### TO BE DONE
Without pictures, output exactly the lines running from the line containing "clear blue sky" to the end of the listing below.

***** INPUT MATERIAL

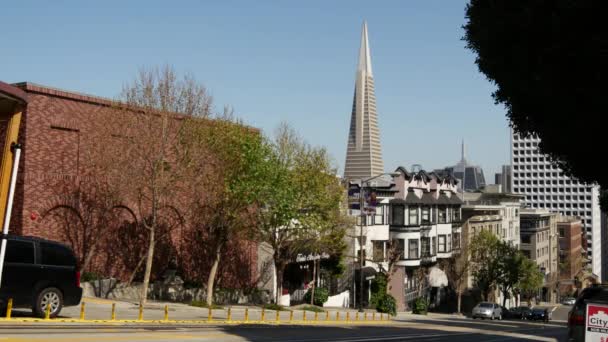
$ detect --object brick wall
[0,83,257,287]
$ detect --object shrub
[263,304,289,311]
[190,300,224,309]
[80,272,101,283]
[412,297,429,315]
[369,273,387,308]
[376,294,397,316]
[304,287,329,306]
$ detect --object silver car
[562,297,576,305]
[472,302,502,319]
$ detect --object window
[393,239,406,260]
[4,240,34,264]
[408,206,418,226]
[439,205,447,223]
[438,235,446,253]
[445,234,452,252]
[422,206,431,224]
[402,239,418,259]
[452,233,460,248]
[391,205,405,226]
[420,237,431,258]
[40,242,76,266]
[452,207,460,222]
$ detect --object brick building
[0,83,257,288]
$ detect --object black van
[0,235,82,317]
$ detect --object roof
[0,81,28,104]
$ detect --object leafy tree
[182,109,269,305]
[257,125,349,302]
[464,0,608,209]
[110,66,212,303]
[470,230,502,300]
[440,241,471,313]
[515,258,544,305]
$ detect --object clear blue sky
[0,0,509,179]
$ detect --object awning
[428,266,448,287]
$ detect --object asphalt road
[0,316,566,342]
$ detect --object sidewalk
[3,298,389,324]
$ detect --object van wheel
[33,287,63,318]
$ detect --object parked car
[562,297,576,305]
[509,306,531,319]
[471,302,502,319]
[568,285,608,341]
[526,308,551,322]
[0,235,82,317]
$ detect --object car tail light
[568,312,585,325]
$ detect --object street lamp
[359,172,400,312]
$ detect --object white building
[511,132,602,281]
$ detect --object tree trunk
[274,260,284,305]
[140,226,155,305]
[207,242,223,306]
[310,260,317,305]
[127,255,146,286]
[80,243,97,274]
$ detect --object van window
[40,242,76,266]
[4,240,34,264]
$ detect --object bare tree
[441,241,471,313]
[103,66,212,303]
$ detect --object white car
[562,297,576,305]
[472,302,502,319]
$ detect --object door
[1,239,39,306]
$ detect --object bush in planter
[412,297,429,315]
[376,294,397,316]
[304,287,329,306]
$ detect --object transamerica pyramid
[344,22,384,180]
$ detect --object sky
[0,0,509,179]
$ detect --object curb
[0,318,393,327]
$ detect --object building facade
[389,167,462,311]
[511,132,602,280]
[520,209,560,302]
[557,216,587,281]
[0,83,257,288]
[344,23,384,180]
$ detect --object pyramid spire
[358,21,372,76]
[460,139,467,161]
[344,22,384,180]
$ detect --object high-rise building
[344,22,384,180]
[511,132,602,280]
[436,140,486,191]
[519,209,560,302]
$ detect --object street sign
[585,303,608,342]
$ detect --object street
[0,315,567,342]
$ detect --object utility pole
[359,180,367,312]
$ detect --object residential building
[462,190,522,246]
[520,209,559,302]
[511,132,602,280]
[436,141,486,191]
[462,191,521,306]
[344,23,384,180]
[389,167,462,311]
[557,215,587,295]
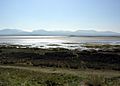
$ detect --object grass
[0,66,120,86]
[81,44,120,48]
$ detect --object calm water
[0,36,120,48]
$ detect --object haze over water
[0,36,120,49]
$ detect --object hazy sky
[0,0,120,32]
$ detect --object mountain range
[0,29,120,36]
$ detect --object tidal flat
[0,44,120,86]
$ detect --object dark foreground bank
[0,45,120,70]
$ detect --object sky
[0,0,120,32]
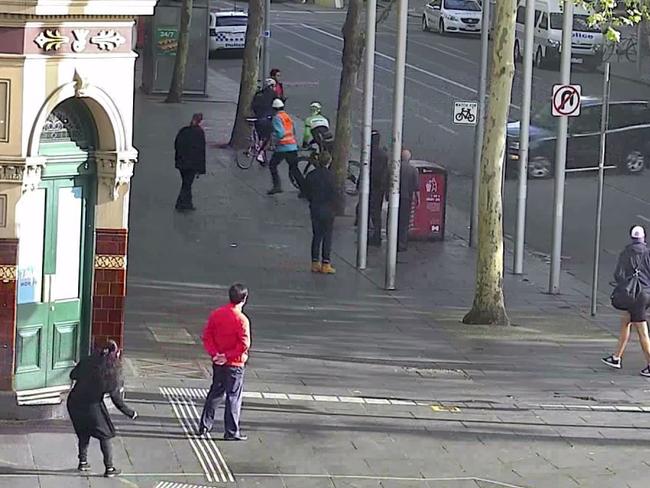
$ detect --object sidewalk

**********

### COMPLETE OUTPUT
$ detect --object clear blue sky
[0,0,509,179]
$ detect --object awning
[428,266,448,287]
$ detect --object asphalt road
[0,316,566,342]
$ detect --object sidewalk
[3,298,389,324]
$ detect --object van wheel
[33,287,63,318]
$ detect --object parked car
[562,297,576,305]
[509,306,531,319]
[471,302,502,319]
[568,285,608,341]
[526,308,551,322]
[0,235,82,317]
$ detect --object car tail light
[568,312,585,325]
$ detect --object street lamp
[359,172,400,312]
$ detect --object white building
[511,132,602,281]
$ detect --object tree trunk
[274,260,284,305]
[140,226,155,305]
[207,242,223,306]
[310,260,317,305]
[127,255,146,286]
[80,243,97,274]
$ detect --object van window
[40,242,76,266]
[4,240,34,264]
$ detect --object bare tree
[441,241,471,313]
[103,66,212,303]
$ detect --object white car
[562,297,576,305]
[472,302,502,319]
$ detect --object door
[1,239,39,306]
$ detect --object bush in planter
[412,297,429,315]
[376,294,397,316]
[304,287,329,306]
$ detect --object transamerica pyramid
[344,22,384,180]
$ detect --object sky
[0,0,509,179]
$ detect --object curb
[0,318,393,327]
$ detect --object building facade
[389,167,462,311]
[511,132,602,280]
[520,209,560,302]
[557,216,587,281]
[0,83,257,288]
[344,23,384,180]
$ detect --object pyramid spire
[358,21,372,76]
[460,139,467,161]
[344,22,384,180]
$ detect --object high-rise building
[344,22,384,180]
[511,132,602,280]
[436,140,486,191]
[519,209,560,302]
$ detect --object street sign
[585,303,608,342]
$ detect --object street
[0,315,567,342]
$ detect --object utility pole
[359,180,367,312]
$ detect --object residential building
[462,190,522,246]
[520,209,559,302]
[511,132,602,280]
[436,141,486,191]
[462,191,521,306]
[344,23,384,180]
[389,167,462,311]
[557,215,587,295]
$ detect --object grass
[0,66,120,86]
[81,44,120,48]
$ detect --object calm water
[0,36,120,48]
$ detect --object haze over water
[0,36,120,49]
$ detect --object hazy sky
[0,0,120,32]
$ detect --object mountain range
[0,29,120,36]
$ detect --object tidal flat
[0,44,120,86]
$ detect --object dark foreground bank
[0,45,120,70]
$ detect --object sky
[0,0,120,32]
$ detect --object sidewalk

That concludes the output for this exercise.